> [本文]

暮らしに密着した経済の話題を取り上げる「暮らし×経済」です。今回は「高騰が続くコメ」です。
在庫があるのになぜ高値?
岡山市東区の農園では毎日、新米の出荷作業が行われています。今シーズンは当初、夏の猛暑の影響による高温障害で収穫量が減るとみられていました。
(一所懸命農園/岩本英隆 社長)
「高温障害ありましたけれども、そこまで大騒ぎするほどじゃなかったですね。(できは)平年並みぐらいですかね」
さらに、2024年のコメ騒動を受け、この農園では今シーズン、作付面積を約5%増やしたため出荷量も昨シーズンと比べ数%増えています。
(一所懸命農園/岩本英隆 社長)
「今年はおコメが高いというのが分かっていたので、いくつか増やそうかと思って(作付面積を)増やしています。おコメが高いので増やしているところが多いと思いますけどね」
生産は順調に見えますが、収穫量の増加で卸業者などから農家さんにこんな話も出ているそうです。
(一所懸命農園/岩本英隆 社長)
「もう足りたので今年はいらないというところも出てきているみたいな話は聞いていますけどね。日本全国おコメを増やしているのでこうなることは分かってましたし。コメがあふれてきているんで取引価格も少しずつ安くなっているよっていう情報は入ってきてますね」
農林水産省によりますと、2025年産のコメの生産量は約748万tと予想されています。2024年産と比べて68万5000t増えています。
一方で食べる量、需要量は最大で711万tと見込まれていて、5%ほど供給量が上回りコメ不足と言われていた状況からは脱却しそうです。
今後価格は下がる?
この需給バランスにより価格は下落しそうですが、現状は?
(松木梨菜リポート)
「岡山市内のスーパーでの店頭の販売価格をみてみますと、4600円~4700円ほどで販売されています」
(グランドマート/岡本和恵 取締役)
「新米になると卸さんによって5kgあたり100円~500円銘柄によって値上がりの話がきてまして。一部の業者さんは動きが悪いと銘柄によっては下げてもらえるものもあるんですけど、大幅な値下げは当社には届いてないところですね」
農林水産省によりますと、11月3日から1週間の全国のスーパーのコメの平均販売価格は5kgで4316円と前の週より81円上昇し、2022年3月の統計開始以降、約半年ぶりに「最高値」を更新しました。
専門家「卸業者が高い値段で買い付けているのが原因」
生産量が上回っている状況にも関わらず、なぜ「最高値」となっているのでしょうか。コメの価格を研究する専門家は、その要因の一つとして2025年ならではの事情をあげます。
(ニッセイ基礎研究所/小前田大介さん)
「もともと集荷競争になることを見込んで卸業者が生産者から高い値段で買い付けているのが原因と思っています。在庫は積み上がりつつ、卸としては高い値段で仕入れているので自身の会社の儲けを減らすことになるので、損を被ってでも出していくのかどうかってところになってくるのかなと」

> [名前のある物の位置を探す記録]
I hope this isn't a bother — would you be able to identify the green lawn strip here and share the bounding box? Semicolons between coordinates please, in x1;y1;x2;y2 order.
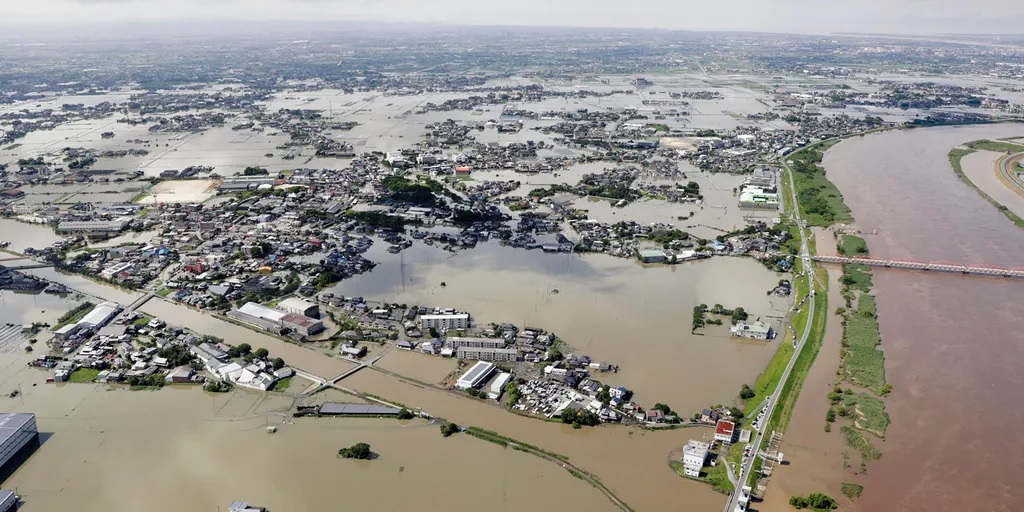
964;139;1024;153
785;140;853;226
840;425;882;461
839;234;867;258
840;482;864;500
949;147;1024;228
842;293;886;395
68;368;99;384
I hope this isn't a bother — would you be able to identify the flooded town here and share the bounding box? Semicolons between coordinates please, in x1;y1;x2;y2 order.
0;12;1024;512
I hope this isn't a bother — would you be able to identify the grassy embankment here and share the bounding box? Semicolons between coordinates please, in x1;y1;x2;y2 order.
50;301;96;331
949;140;1024;228
68;368;99;384
783;139;853;226
825;234;892;475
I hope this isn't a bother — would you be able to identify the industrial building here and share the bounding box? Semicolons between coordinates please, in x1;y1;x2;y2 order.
420;313;469;330
0;413;39;471
447;336;505;349
57;219;131;233
455;347;519;361
455;360;498;390
683;439;711;478
281;313;324;336
278;297;319;318
715;420;736;444
487;372;512;400
729;321;775;340
76;302;121;329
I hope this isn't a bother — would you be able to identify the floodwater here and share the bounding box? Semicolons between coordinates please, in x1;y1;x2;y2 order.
757;268;859;512
802;124;1024;511
961;152;1024;216
331;238;790;416
0;355;617;512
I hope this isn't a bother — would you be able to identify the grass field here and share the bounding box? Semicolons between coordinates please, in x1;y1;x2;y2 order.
842;293;886;394
786;141;853;226
949;146;1024;228
964;139;1024;153
68;368;99;384
840;482;864;500
839;234;867;258
840;425;882;461
844;393;889;437
840;265;871;292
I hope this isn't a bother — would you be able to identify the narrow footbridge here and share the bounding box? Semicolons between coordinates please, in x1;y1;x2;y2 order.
814;255;1024;278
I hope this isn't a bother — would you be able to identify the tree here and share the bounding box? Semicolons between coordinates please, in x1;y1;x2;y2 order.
338;442;374;460
441;422;459;437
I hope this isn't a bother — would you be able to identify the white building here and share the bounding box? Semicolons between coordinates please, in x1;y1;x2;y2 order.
0;413;39;467
278;297;319;318
683;439;711;478
487;372;512;400
729;321;775;340
447;336;505;349
420;313;469;330
76;302;121;328
455;347;519;361
455;360;497;390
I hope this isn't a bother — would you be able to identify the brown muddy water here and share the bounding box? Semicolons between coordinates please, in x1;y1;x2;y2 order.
0;355;617;512
815;124;1024;511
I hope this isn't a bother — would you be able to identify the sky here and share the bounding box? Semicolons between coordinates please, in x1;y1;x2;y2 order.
0;0;1024;34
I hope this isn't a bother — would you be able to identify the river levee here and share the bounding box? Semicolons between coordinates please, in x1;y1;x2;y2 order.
766;124;1024;511
0;217;790;510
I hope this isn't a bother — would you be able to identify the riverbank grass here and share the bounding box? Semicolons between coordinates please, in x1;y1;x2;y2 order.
842;293;886;395
840;425;882;462
949;147;1024;228
964;138;1024;153
839;234;867;258
68;368;99;384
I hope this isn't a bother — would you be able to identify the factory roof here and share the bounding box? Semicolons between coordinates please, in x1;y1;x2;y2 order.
319;401;399;416
0;413;36;446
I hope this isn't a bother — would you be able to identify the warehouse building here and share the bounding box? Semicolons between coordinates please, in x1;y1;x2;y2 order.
57;219;131;233
455;360;497;390
683;439;711;478
0;413;39;471
487;372;512;400
447;336;505;349
281;313;324;336
278;297;319;318
420;313;469;330
0;490;17;512
455;347;519;361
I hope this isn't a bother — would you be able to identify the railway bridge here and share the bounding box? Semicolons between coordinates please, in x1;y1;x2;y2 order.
813;255;1024;278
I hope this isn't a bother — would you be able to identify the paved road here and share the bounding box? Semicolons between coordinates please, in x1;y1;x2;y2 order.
725;153;814;512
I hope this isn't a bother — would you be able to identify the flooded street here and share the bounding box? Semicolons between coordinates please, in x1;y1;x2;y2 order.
815;124;1024;510
0;355;617;512
332;243;790;415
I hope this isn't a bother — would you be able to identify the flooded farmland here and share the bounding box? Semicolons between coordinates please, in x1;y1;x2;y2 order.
0;355;617;512
778;124;1024;511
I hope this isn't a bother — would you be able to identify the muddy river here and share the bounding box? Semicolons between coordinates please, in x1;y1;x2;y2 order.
778;125;1024;511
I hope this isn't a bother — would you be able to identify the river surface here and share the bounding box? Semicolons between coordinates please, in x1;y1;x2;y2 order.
815;124;1024;511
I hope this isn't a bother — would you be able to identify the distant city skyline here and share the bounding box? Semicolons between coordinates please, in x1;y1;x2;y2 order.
0;0;1024;34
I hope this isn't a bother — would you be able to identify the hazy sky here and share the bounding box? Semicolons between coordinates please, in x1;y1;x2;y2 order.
0;0;1024;34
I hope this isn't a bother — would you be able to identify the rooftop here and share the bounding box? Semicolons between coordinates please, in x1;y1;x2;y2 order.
0;413;36;446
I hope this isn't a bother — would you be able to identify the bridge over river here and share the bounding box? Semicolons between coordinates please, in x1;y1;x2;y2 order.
814;255;1024;278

> [指示]
A: 本文の「さらに、2024年のコメ騒動を受け」で始まる段落を、主な事実を残したまま短く書き直してください。
B: コメの値段を扱った本文を、最後の文の次から書き継ぐ。

> [解答例]
A: 2024年のコメ騒動を受け、この農園は今シーズンの作付面積を約5%増やした。そのため出荷量も昨シーズンより数%増えている。

B:
在庫はあるものの価格が高いのは、根本に2024年から続く「コメ不足」が影響しているようです。
では今後どうなるのでしょうか。農林水産省が10月に公表した玄米60kg当たりの相対取引価格と民間在庫量の推移です。この相対取引価格とは、JAなどの集荷業者と卸売業者の間で取引される価格のことです。
それぞれの年の6月末時点の民間在庫量は2025年と2024年がやはり少なく、相対取引価格もこれまでにないほど上がっています。
2026年は2025年の約1.5倍にあたる量の民間在庫が確保できる見通しで、それによって価格も下がるのではないかと農水省は分析しています。
実際に専門家も5kg当たりの平均販売価格が2026年1月には4000円前後になるのではないかとある程度は下がる見通しを示しています。
年始に食べる「餅」も高騰
一方で、年末年始などに食べる機会が増える「餅」は、高騰しているようです。岡山市東区の農園では―
(一所懸命農園/岩本英隆 社長)
「ココノエモチっていうもち米です。今年は高級ですよ、餅が。もち米つくる人が少ないから。みんな主食用が高いのがわかってるからそっちをつくってもち米をつくらなかったから少ない。(業者も)全然ないって言ってましたね」
スーパーでは餅の販売価格が2024年に比べて約1.3倍になっていました。
(買い物客は―)
「焼いておしょうゆつけて食べたりとか。年末もっと高くなるってことですか。ちょっと困りますね」
「正月は絶対食べますし、餅自体が好きなので。大変かなっていうのはありますね」
年末にかけて価格はさらに上がりそうです。
(グランドマート/岡本和恵 取締役)
「(年末にかけ価格は)餅の加工品は1.5倍ぐらいだと思いますけど、もち米は2倍になるんじゃないかと言われて。(卸業者に)年末に量がそろえられるかどうかも言われているところもありますね」
今シーズンは農家が主食用米を主力にして作ったことから、もち米の収穫量が減りそうで、せんべいなどの菓子類の価格にも影響が出るかもしれません。